%%

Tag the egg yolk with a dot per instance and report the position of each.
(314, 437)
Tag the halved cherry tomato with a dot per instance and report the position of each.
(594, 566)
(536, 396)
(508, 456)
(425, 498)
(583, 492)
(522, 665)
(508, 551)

%%

● Work to be completed: Extract every line from the data above and copy each one word for word, in the same order.

● Task output:
Tag the egg yolk with a dot per instance and report the position of each.
(314, 437)
Tag the halved cherry tomato with a dot per instance and report the position of each.
(594, 566)
(536, 396)
(508, 456)
(425, 498)
(583, 492)
(522, 665)
(508, 551)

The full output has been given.